Pour avoir la chance d’échanger avec un passionné, il faut déjà avoir l’opportunité de l’identifier. Hors je suis bien placé pour vous le dire, les ATS et autres applications de recrutement traquent les compétences, pas les passions ou passionnés. Alors comment détecter des passionnés dans la jungle des candidats, des CV, des job-boards ?
Un CV parle assez peu de passion, tout au plus de hobbie. En revanche, les médias sociaux beaucoup plus. Les blogs, les cover twitter ou facebook, instagram, les boards Pinterest, les contributions à des forums ou groupes de discussions sur Linkedin, sont autant de moyens de détecter des personnes passionnées.
Un passionné doit s’intéresser à son domaine de prédilection, et il est fort probable qu’il laisse des empreintes numériques. Si ce n’est absolument pas le cas, trois cas de figure : il est passionné par un monde sans ondes informatiques ; il est passionné par un domaine difficilement adressable via Internet ; il n’est pas finalement pas si passionné que ça.

> Entrées fournies
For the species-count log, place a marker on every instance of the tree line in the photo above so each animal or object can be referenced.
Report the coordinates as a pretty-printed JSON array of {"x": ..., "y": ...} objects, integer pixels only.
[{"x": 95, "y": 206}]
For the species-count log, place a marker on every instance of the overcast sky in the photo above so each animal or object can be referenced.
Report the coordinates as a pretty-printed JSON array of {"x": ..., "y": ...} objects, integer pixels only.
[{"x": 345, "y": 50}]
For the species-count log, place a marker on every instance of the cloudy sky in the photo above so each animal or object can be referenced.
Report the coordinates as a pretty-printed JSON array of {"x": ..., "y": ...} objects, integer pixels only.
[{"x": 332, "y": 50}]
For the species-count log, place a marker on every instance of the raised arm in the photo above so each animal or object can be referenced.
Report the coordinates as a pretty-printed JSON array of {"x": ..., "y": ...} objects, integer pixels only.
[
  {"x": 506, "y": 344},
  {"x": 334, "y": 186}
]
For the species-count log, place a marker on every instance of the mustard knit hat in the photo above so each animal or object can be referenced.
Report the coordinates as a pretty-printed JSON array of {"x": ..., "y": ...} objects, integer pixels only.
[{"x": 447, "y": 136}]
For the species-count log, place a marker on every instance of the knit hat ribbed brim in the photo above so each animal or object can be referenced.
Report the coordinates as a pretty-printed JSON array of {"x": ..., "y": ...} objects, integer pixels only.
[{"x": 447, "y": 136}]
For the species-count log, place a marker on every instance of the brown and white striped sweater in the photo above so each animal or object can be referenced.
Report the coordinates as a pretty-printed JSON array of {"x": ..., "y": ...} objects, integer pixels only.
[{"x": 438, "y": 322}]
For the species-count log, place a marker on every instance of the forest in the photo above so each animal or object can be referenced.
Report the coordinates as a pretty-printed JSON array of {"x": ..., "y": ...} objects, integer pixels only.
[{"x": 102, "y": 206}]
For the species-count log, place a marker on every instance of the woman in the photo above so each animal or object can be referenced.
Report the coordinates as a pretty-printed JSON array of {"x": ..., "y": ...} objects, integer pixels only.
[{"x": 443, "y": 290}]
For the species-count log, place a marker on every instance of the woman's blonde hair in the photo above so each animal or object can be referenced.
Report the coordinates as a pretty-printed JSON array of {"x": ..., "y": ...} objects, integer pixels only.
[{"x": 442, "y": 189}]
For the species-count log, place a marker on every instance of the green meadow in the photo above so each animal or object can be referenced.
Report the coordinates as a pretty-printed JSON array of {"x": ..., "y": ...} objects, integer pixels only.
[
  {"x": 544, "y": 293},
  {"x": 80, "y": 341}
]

> Problèmes
(1) D'après le texte sur le recrutement des passionnés, que traquent les ATS et autres applications de recrutement ?
(2) Poursuivez le texte sur le recrutement des passionnés après sa dernière phrase.
Les entrées sont un matériau distinct du texte.

> Les réponses
(1) Les compétences, pas les passions ou les passionnés.

(2)
Des techniques de recherche assez simples permettront à un professionnel du recrutement de facilement suivre ses traces s’il en a laissé.
La passion est-elle utile sur tous les jobs ?
Ne nous mentons pas, tous les jobs ne requièrent pas le même niveau de motivation. Je connais un certain nombre de personnes passionnées par les chiffres, mais je connais aussi un grand nombre de comptables (désolé s’il y en a qui me lisent c’est le premier job qui m’est venu 😃) qui se sont retrouvés là un peu par hasard. Ce qui ne les empêche pas forcément de bien bosser et de réussir.
Et je me garderais personnellement bien lors d’un entretien de recrutement pour un job d’agent de sécurité ou d’entretien de parler de passion. Parce que l’on sait qu’une grande frange de chercheurs d’emplois ne cherchent qu’à gagner leur vie, pas forcément à s’épanouir dans leur travail. On en revient à la fameuse pyramide de Maslow. Seuls ceux qui ont la chance de ne pas d’abord devoir assurer leur sécurité (et éventuellement celle de leur famille) peuvent avoir le luxe de se poser la question de celle de l’épanouissement.
Il convient d’aborder la question qui est posée sur ce billet avec précaution afin de ne pas faire de hors sujet, voir de blesser quelqu’un sans le vouloir.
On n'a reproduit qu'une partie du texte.